Problem requirements>
Format every line of the data below as a numbered list, skipping blank lines and leaving out the picture.

Input for this task>
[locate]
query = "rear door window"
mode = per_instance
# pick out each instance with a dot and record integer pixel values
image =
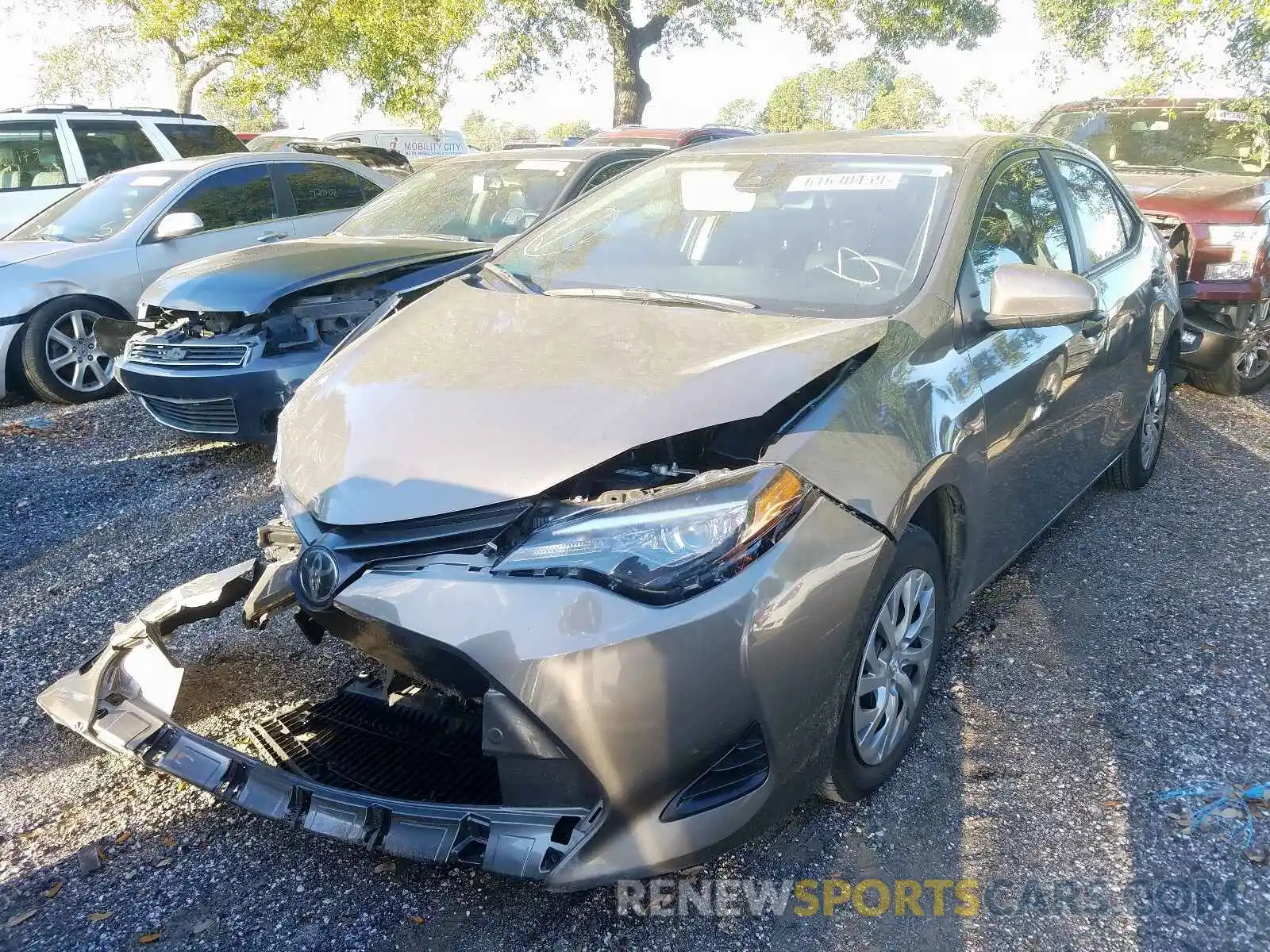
(230, 198)
(110, 145)
(1098, 213)
(323, 188)
(192, 141)
(31, 155)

Output>
1. [locate]
2. query = "rear door window"
3. mode = per_instance
4. # pick out each instance with a dot and record integer pixel values
5. image =
6. (230, 198)
7. (110, 145)
8. (1098, 213)
9. (323, 188)
10. (192, 141)
11. (31, 155)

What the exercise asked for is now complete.